Set the data down once more, exactly as it is written.

§ **Items listed in a dataset**:
:::::
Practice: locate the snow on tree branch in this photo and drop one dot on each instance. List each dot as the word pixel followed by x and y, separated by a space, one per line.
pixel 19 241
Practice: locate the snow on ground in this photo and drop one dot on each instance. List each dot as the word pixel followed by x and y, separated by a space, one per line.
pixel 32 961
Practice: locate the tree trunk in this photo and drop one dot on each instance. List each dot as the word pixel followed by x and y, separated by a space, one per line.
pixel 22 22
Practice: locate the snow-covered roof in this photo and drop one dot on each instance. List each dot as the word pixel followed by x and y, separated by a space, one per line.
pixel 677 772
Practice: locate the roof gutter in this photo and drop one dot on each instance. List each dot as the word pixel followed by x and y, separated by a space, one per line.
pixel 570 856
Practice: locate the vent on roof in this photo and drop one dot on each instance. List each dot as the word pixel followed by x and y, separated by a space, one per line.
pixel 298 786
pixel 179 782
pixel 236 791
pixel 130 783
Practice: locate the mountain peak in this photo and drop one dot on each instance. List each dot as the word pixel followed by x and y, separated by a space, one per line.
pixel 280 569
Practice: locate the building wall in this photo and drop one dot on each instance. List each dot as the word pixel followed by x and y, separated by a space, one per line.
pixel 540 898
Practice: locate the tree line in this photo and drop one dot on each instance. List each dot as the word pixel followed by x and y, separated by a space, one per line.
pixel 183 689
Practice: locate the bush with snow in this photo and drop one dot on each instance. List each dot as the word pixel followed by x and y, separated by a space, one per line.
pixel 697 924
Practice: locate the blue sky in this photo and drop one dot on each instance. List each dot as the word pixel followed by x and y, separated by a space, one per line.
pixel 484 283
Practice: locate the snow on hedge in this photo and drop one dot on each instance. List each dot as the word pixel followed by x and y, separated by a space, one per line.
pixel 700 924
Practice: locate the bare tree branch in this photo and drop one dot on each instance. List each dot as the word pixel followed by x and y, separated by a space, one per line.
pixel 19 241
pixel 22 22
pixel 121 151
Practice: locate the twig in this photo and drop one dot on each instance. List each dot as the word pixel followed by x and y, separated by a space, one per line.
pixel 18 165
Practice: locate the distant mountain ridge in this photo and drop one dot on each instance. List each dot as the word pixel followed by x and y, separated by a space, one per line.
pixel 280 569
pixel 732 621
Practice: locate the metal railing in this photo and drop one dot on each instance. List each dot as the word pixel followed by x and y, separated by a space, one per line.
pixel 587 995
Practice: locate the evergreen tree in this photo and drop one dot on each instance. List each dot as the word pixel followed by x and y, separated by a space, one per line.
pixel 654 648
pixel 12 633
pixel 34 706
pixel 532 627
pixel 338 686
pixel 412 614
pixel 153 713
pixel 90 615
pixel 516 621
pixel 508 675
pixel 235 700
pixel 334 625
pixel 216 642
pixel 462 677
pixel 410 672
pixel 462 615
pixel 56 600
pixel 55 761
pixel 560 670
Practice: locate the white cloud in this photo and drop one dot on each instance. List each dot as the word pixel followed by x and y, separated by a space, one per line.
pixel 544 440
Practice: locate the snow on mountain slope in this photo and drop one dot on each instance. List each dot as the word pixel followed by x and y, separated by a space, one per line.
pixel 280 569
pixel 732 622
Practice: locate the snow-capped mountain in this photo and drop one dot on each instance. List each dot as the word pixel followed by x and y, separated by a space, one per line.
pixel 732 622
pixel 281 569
:::::
§ **RESPONSE FOR THIS EXERCISE**:
Practice: locate the snow on tree branch in this photo and drop one dot on each instance. List each dot as the word pixel followed by x and y, separated by a space, one per line.
pixel 19 241
Practice: locate the snow on ground in this photo and drop one dot on each instance. List each dot as the word pixel followed by x and y, separated by a space, one per line.
pixel 32 961
Practice: locate the tree trunk in this photo and drop one dot on each instance. List each dot as the word pixel followed by x and y, separated by a space, one per line.
pixel 22 22
Practice: locate the snow-covered roof in this photo and drop one dot on each instance. List each dot as the word pixel followed by x and y, separated by a space, one per line.
pixel 677 772
Practice: locate the roof gutter in this photo and drop one dot on each instance. List each dot as the word pixel followed by x and y, separated by a space, one per line.
pixel 570 856
Practice: locate the vent on roof in this photo and drop one dot on each instance. List each dot as the word pixel followed by x and y, separated by a space, one per line.
pixel 298 786
pixel 179 782
pixel 236 791
pixel 130 783
Practice: locate the mountain peak in this photo and drop one dot on each instance. List each dot as the word pixel followed by x and y, separated by a space, one per line.
pixel 280 569
Practice: locate the building wall in this photo and drop one dot on each instance. List each dot as the word pixel followed by x and y, separated by a space, one per line.
pixel 540 898
Practice: locate the tree line in this photo and drop one dot on each instance. List each dot as the word pixel followed by x and y, separated by a space, one per line.
pixel 183 689
Practice: locate the bush with snow in this photo and drop one dot on each instance. List each dot as the word pixel followed by x and y, separated by a space, one per line.
pixel 697 924
Practice: locate the blue sky in this photo and drop one dot on each instance. List each dot as the word pixel followed by x and y, separated by a space, one per line.
pixel 484 283
Practice: locate the snow on hedge in this photo and drop one dot on each instance. List each dot as the word pixel followed by x and y, separated by a space, one per line.
pixel 700 924
Practice: locate the bare tree branch in this photo and drop one dot on each instance. List each dot as the word pixel followed by x and y, separated by a space, one per line.
pixel 19 241
pixel 22 22
pixel 121 151
Practice: locate the twig in this photo and drop one dot on each instance. List each dot as the word pixel followed by x and y, separated by a space, one per line.
pixel 18 165
Practice: locate the distant mountain ridge in this photo and drop one dot on each instance. List each dot as the word pixel followed by x and y, separated by a space, one per line.
pixel 280 569
pixel 732 621
Practice: locate the metal railing in this photo and drop one dot on each instance. List each dot as the word pixel followed by x and y, separated by a space, one per line.
pixel 587 995
Practice: locate the evergreen tree in this photo and drop one dot on each instance. List each dot as the word pixel followed by x and y, separated by a space, one per line.
pixel 654 648
pixel 12 633
pixel 34 706
pixel 532 627
pixel 338 686
pixel 412 614
pixel 153 713
pixel 90 615
pixel 516 621
pixel 508 675
pixel 235 700
pixel 334 625
pixel 216 642
pixel 462 677
pixel 410 672
pixel 462 615
pixel 56 600
pixel 55 761
pixel 560 670
Practice: locate the white cloud in this photo and drop one dot on each instance. List each dot as the word pixel followed by x and y, separated by a space, one per line.
pixel 544 440
Practice: locate the snow on mountain slope in this photo and drop one dot on each instance. List each dot as the word pixel followed by x and y, separated by a space, one per line.
pixel 280 569
pixel 732 622
Practice: locate the snow-capped mountain in this photo and drop one dot on each instance. List each dot as the word pixel followed by x and y, separated by a space, one per line.
pixel 732 622
pixel 281 569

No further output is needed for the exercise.